# Hog Hunting Open in Blackwater



## CurDog (Nov 14, 2010)

I'm not sure if everyone knows this, but Blackwater Forest Management Area is Open for Hog Hunting on every other weekend Only. And will be open this way thru September. 
This is for all of Blackwater Management Area, EXCEPT the Special Management Areas, like Hutton Unit, Carr Unit or the others. These are CLOSED!!!!
It's open right now, This weekend (Fri./Sat./Sun.) (June 03/04/05). Now next weekend is CLOSED, then the following weekend is open and so on. 
You can hunt during the day or night, and use dogs at night Only. You can use lights at night, but NOT with the headlights on your vehicle. 
They finally agree the hogs are over-running the forest, and this is the reason for these hunts. 
If you want to look it up on-line, go to www.myfwc.com then go to Hunting Brochures. Or you can call Tallahassee @ 888-404-3922 for confirmation.
G/L


----------



## Gulf Coast Outfitters (Oct 8, 2007)

I was going to go up there tomorrow but couldnt find a partner to go. These things everywhere or are they more concentrated in the Northern or SOuthern end?


----------



## mrwigglezdj (May 11, 2008)

if anyone needs someone to partner up with on a night or day hunt for them hogs im game just let me know when and we can make it work ill find the time


----------



## user207 (Oct 1, 2007)

If any of you guys do go on the hog night hunt, let me know. I might have a deal for you. I have a night vision scope that came in this past week, and might be willing to let someone try it out for one night. If you are interested, just shoot me a PM, and I will give you a call and discuss it.


----------



## SAWMAN (May 24, 2010)

*I Would.....*

......Frank and I would like to give it a try up at his lease,please. ---- SAWMAN


----------



## user207 (Oct 1, 2007)

Here is a photo of what it looks like. It is Gen 1+, 2 x 50, IR illuminator, it is only good out to 100 yards max. I have been playing with it at the house. Actually last night I was outside looking into the back yard, and saw a cat crossing the neighbors yard. The cat was only about 50 yards, but I was still able to see it. This thing is pretty cool.


----------



## Gulf Coast Outfitters (Oct 8, 2007)

Oh yeah, those are nice, have any thermal imagers?


----------



## FenderBender (Oct 2, 2007)

Good news! Anyone know where there is any water in there right now?


----------



## user207 (Oct 1, 2007)

Don't have anything for thermal imaging. But I am sure I can get my hands on some, if you were really wanting to buy some.


----------



## JoeZ (Sep 30, 2007)

Good luck, it's dry as a popcorn fart all over Blackwater right now. 

I know of several places that ALWAYS have hogs and haven't seen sign 1. They're deep in the small creeks. I'd say go to the swamps but the swamps are dry too.

_EXERCISE PROMPT_. Please answer this from the hog hunting thread: at what time of day may hunters in Blackwater use dogs?

Rows from a dataset
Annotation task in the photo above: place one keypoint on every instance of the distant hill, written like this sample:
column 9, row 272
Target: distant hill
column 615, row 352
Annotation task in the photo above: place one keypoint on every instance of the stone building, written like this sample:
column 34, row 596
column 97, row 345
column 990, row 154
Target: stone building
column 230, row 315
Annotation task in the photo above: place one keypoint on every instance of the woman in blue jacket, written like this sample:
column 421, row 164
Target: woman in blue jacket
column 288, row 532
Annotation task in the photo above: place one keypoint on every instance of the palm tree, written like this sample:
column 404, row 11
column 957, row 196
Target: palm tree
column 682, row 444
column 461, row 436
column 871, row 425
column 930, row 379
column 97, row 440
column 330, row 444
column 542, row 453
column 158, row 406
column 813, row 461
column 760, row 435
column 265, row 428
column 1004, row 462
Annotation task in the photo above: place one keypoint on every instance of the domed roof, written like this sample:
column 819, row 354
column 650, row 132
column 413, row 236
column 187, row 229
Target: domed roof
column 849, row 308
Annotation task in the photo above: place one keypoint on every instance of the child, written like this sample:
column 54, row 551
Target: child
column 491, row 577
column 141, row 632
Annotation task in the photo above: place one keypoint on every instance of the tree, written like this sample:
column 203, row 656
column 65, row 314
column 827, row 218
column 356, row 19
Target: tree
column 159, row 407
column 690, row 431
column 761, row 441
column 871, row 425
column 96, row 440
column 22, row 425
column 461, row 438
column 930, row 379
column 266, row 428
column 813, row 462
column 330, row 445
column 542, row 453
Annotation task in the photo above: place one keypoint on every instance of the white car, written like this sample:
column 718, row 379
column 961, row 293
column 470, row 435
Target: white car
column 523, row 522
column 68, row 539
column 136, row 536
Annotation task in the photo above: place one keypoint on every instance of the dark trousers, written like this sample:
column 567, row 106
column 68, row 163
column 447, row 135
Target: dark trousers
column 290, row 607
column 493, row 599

_EXERCISE SOLUTION_. Only at night.